- Task details -
You are asked to write out the entries exactly as they are given.
◇ ◇ ◇ ◇
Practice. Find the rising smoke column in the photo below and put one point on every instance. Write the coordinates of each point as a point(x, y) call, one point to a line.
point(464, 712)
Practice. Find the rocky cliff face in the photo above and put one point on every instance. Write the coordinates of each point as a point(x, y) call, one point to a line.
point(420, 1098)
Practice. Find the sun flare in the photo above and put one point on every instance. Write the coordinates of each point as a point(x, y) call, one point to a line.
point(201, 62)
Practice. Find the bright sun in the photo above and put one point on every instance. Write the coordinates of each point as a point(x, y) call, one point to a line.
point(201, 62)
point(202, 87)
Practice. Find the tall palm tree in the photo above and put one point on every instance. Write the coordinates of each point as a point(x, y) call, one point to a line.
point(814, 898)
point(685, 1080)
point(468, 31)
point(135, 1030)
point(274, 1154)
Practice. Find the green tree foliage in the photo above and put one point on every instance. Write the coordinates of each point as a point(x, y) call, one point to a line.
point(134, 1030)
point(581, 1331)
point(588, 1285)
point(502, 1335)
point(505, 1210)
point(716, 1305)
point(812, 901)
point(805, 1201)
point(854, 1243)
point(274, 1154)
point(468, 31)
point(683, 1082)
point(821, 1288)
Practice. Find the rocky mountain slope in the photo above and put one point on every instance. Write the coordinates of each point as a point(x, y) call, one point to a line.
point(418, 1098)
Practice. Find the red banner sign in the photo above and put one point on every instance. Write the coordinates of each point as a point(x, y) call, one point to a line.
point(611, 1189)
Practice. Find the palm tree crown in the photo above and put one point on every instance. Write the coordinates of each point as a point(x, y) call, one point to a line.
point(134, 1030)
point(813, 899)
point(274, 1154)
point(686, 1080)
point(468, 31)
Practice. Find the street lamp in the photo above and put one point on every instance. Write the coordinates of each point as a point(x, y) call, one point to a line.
◇ ◇ ◇ ◇
- Answer box -
Practice. Find the rising smoke column in the photo below and put one point on every instance. Write the coordinates of each point as a point(x, y) call, one point to a line.
point(464, 712)
Practice. Find the rocky cliff face in the photo above and put one point on every instance. Write the coordinates of each point as a point(x, y) call, one point to a line.
point(420, 1098)
Practice. Find the sun flare in the photo above and put one point on every instance. Write the coordinates of each point as a point(x, y) call, one point to a line.
point(201, 62)
Practice. Find the bright sun in the photo above and put one point on every instance. Write the coordinates of each point as a point(x, y) call, one point to a line.
point(201, 62)
point(202, 87)
Practice. Find the tall palm tree in the photo above and put one point on every instance. Write the coordinates of each point as a point(x, y) call, one point to a line.
point(814, 898)
point(685, 1080)
point(468, 31)
point(135, 1030)
point(274, 1154)
Practice. Find the green tree foliage in the photo above and put one point on every instance. Write the coordinates of each point as a point(x, y) call, one point to a line.
point(134, 1030)
point(581, 1331)
point(588, 1285)
point(502, 1335)
point(505, 1210)
point(716, 1305)
point(812, 901)
point(805, 1201)
point(854, 1243)
point(274, 1154)
point(468, 31)
point(683, 1082)
point(821, 1288)
Practice. Find the rocky mountain slope in the photo above and put one point on every instance. Write the coordinates of each point as a point(x, y) call, one point to a line.
point(418, 1098)
Practice. Find the red banner sign in the photo above and put one point on every instance. Write the coordinates of each point as a point(x, y) call, one point to a line.
point(611, 1189)
Practice. Find the palm tree crown in the photo above and put one point on every instance. Write the coordinates of each point as a point(x, y) call, one point to a line.
point(134, 1030)
point(813, 899)
point(274, 1154)
point(686, 1080)
point(468, 31)
Practice. Find the street lamp in the photo above and put one point on every instance. Write the coordinates of each point as a point(x, y) call, one point to a line.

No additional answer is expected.